## 課題の内容
次に示す相続手続きの文章を、一字も変えずに全文書き写してください。

## 抜粋文
━━━━━━━━━━━━━━━━━━━━━━━━━━━━━━
顔を合せて依頼するのとは違い、印を押すのに抵抗と覚悟が必要でした。

いかにして安心感を持ってもらう、持つかがキーなのでしょう。
利用者の声はその一つだと思います。

遺産相続の場合、相続後の各種手続きについての案内をしてもらうだけでも、すごく参考になります。

最後に、ありがとうございました。

 

N様、どうもありがとうございました。

Q077 相続を『承認』するための手続きは?

【Question】

母が他界したので、相続の手続きについて本を読んで調べてみたところ、「3ヶ月以内に相続の承認・放棄をしなければならない」と書いてありました。

母には特に借金などはないので、普通に相続を承認したいと思います。

けれども、私の本には、「相続放棄の手続きは家庭裁判所で行います」としか書いてありません。相続を『承認』する手続きも家庭裁判所で行うのですか?

 

【Answer】

単に相続を承認するだけならば、何も手続きは必要ありません。
もちろん、家庭裁判所に行く必要もありません。

 

【Reference】

相続の『単純承認』

ある人が亡くなると、遺産の相続が行われます。
相続が行われると、被相続人に関わる一切の権利や義務が、すべて相続人に引き継がれることになります。
━━━━━━━━━━━━━━━━━━━━━━━━━━━━━━
## データエントリ
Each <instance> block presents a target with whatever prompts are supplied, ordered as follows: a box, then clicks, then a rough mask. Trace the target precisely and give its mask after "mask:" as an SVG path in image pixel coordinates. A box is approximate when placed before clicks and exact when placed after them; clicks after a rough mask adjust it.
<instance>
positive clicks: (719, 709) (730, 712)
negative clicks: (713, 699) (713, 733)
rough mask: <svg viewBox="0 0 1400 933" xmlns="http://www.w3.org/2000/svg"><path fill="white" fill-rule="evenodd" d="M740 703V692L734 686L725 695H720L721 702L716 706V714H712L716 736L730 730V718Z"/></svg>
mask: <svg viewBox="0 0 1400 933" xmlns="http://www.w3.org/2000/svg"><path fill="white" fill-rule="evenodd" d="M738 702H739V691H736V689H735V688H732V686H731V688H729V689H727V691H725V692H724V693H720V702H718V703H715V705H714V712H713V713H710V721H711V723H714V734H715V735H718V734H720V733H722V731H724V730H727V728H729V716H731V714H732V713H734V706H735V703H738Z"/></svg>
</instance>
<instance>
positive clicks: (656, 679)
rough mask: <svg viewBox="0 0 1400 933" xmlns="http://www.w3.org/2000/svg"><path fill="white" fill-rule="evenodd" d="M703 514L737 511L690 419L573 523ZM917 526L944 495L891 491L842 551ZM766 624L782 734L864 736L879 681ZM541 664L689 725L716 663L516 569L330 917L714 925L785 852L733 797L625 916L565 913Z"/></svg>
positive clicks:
━━━━━━━━━━━━━━━━━━━━━━━━━━━━━━
## 解答例
顔を合せて依頼するのとは違い、印を押すのに抵抗と覚悟が必要でした。

いかにして安心感を持ってもらう、持つかがキーなのでしょう。
利用者の声はその一つだと思います。

遺産相続の場合、相続後の各種手続きについての案内をしてもらうだけでも、すごく参考になります。

最後に、ありがとうございました。

 

N様、どうもありがとうございました。

Q077 相続を『承認』するための手続きは?

【Question】

母が他界したので、相続の手続きについて本を読んで調べてみたところ、「3ヶ月以内に相続の承認・放棄をしなければならない」と書いてありました。

母には特に借金などはないので、普通に相続を承認したいと思います。

けれども、私の本には、「相続放棄の手続きは家庭裁判所で行います」としか書いてありません。相続を『承認』する手続きも家庭裁判所で行うのですか?

 

【Answer】

単に相続を承認するだけならば、何も手続きは必要ありません。
もちろん、家庭裁判所に行く必要もありません。

 

【Reference】

相続の『単純承認』

ある人が亡くなると、遺産の相続が行われます。
相続が行われると、被相続人に関わる一切の権利や義務が、すべて相続人に引き継がれることになります。